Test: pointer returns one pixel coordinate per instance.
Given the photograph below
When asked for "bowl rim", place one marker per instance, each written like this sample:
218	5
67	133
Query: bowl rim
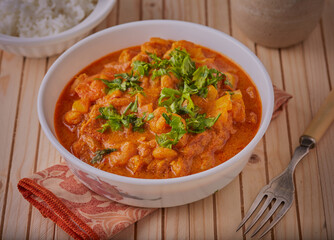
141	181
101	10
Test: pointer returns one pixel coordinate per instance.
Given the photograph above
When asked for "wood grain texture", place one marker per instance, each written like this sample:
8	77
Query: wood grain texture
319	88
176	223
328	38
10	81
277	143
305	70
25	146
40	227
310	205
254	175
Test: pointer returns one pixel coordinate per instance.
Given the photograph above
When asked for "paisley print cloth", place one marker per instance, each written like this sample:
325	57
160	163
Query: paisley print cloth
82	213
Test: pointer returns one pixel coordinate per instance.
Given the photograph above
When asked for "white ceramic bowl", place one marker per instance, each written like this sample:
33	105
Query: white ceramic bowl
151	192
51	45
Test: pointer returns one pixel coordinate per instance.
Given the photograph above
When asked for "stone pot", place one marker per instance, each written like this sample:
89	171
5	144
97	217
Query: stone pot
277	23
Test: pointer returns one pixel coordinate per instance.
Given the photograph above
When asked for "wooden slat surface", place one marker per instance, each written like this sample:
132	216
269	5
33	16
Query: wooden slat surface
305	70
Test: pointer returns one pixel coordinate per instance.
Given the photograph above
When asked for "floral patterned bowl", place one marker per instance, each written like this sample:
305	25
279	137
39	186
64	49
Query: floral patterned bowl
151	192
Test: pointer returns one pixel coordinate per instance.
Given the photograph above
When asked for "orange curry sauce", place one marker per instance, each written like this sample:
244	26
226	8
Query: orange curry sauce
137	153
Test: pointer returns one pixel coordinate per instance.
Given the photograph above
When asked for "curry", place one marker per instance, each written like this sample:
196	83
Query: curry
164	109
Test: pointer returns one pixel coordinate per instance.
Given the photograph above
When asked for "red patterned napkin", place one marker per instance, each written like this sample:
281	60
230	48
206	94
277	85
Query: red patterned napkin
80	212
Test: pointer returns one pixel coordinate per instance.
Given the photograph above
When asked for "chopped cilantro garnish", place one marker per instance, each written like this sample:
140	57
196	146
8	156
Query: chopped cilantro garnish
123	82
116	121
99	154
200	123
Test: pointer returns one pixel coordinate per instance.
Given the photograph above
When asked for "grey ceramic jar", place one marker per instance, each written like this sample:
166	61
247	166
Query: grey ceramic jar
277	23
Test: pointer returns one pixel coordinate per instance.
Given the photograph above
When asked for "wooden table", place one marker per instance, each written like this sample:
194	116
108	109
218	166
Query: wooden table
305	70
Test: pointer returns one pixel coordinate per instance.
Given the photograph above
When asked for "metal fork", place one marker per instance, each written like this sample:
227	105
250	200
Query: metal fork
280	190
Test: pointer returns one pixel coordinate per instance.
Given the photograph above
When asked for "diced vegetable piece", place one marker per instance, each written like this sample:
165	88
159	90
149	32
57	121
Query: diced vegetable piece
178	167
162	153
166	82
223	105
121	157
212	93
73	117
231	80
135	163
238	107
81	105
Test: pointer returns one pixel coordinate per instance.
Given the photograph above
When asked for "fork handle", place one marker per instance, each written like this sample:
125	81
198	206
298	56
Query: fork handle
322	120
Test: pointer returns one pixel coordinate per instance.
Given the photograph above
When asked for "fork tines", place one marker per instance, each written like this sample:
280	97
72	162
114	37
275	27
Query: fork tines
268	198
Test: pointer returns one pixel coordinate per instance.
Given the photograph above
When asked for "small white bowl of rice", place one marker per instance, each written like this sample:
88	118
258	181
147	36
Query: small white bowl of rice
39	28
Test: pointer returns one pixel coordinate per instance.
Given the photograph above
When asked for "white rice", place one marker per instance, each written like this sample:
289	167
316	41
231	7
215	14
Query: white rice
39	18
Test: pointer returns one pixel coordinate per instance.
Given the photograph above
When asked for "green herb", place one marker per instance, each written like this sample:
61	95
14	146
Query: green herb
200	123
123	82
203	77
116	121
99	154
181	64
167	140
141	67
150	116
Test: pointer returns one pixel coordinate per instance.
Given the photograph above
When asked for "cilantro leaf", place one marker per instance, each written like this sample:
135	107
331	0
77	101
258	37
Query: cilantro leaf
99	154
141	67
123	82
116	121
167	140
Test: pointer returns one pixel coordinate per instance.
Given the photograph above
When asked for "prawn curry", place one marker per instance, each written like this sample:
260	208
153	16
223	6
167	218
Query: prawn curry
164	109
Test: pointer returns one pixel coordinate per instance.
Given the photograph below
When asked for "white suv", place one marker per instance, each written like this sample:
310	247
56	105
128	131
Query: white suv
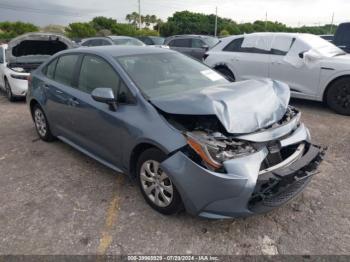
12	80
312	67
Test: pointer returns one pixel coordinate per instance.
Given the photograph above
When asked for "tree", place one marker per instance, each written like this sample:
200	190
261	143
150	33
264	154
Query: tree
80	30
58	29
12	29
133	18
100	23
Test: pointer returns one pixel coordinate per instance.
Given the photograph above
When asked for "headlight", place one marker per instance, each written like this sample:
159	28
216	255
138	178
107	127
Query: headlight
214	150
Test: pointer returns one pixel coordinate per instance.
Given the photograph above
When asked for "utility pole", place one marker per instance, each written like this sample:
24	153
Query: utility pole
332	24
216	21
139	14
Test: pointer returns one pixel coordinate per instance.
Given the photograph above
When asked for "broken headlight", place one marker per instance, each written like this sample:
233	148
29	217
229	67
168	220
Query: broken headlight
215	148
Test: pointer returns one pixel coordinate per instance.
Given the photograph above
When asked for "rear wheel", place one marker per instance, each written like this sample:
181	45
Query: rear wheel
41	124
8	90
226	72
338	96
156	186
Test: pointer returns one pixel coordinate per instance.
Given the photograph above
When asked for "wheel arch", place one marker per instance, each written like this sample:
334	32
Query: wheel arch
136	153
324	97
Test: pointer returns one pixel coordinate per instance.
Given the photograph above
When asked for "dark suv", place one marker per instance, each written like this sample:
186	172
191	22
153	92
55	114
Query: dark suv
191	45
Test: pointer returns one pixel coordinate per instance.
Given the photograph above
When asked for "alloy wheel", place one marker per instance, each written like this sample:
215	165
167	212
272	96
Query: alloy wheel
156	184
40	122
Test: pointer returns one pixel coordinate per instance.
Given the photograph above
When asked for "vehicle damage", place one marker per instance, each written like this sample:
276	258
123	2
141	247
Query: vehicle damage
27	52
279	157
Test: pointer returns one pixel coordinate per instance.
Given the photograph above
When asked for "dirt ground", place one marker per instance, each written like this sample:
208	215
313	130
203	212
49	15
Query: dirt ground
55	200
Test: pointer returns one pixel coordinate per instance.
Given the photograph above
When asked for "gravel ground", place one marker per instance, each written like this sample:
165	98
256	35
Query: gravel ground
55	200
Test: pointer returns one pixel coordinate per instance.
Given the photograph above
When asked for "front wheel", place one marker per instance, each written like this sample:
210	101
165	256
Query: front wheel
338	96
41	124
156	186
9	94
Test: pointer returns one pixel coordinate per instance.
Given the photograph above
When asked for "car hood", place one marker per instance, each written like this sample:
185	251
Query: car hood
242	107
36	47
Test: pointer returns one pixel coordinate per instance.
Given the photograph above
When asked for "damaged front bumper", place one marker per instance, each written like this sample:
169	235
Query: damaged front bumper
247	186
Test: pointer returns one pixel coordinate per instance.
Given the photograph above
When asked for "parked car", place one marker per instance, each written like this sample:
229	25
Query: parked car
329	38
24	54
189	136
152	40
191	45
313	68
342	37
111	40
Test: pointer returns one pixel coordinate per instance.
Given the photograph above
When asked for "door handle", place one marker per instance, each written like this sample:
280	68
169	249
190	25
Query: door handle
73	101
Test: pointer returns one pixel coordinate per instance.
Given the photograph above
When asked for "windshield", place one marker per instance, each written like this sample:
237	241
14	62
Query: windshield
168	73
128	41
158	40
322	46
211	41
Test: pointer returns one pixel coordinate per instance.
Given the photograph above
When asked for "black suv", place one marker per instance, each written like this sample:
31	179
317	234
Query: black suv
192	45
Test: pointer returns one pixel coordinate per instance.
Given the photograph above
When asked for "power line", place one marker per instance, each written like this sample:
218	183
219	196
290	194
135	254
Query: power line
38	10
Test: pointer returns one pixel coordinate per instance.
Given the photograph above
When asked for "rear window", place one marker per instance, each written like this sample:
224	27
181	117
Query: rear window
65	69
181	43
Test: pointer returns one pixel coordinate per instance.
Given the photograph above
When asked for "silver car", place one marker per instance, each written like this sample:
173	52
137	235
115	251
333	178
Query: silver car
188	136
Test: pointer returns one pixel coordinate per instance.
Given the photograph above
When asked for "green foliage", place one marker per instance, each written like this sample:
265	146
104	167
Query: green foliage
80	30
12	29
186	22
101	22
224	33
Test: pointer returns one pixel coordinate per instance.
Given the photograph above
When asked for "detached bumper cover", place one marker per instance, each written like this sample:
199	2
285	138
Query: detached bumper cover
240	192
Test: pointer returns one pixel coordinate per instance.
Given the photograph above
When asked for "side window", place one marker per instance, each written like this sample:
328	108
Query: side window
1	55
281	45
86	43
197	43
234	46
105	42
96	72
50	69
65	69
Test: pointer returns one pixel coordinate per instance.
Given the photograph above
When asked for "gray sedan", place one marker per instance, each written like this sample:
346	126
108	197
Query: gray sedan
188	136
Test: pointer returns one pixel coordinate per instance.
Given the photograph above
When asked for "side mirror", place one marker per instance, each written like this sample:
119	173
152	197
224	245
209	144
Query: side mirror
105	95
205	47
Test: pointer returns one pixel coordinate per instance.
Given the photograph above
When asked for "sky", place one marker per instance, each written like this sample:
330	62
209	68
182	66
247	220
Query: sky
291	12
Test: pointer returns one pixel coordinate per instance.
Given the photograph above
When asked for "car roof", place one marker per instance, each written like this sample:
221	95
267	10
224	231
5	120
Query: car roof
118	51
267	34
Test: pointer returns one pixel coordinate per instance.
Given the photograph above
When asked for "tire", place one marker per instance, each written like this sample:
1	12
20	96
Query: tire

-------

**EXERCISE OBJECTIVE**
Which lines in the items above contain the string "ceramic"? Return every such line in full, and count only matches with the same uppercase and lowercase letters.

**WRITTEN RESPONSE**
When asked for "white ceramic bowl", place one marker per instance, each written like this sample:
Query: white ceramic bowl
When asked for "grey ceramic jar", place one marker per instance, each written like this sample:
Query: grey ceramic jar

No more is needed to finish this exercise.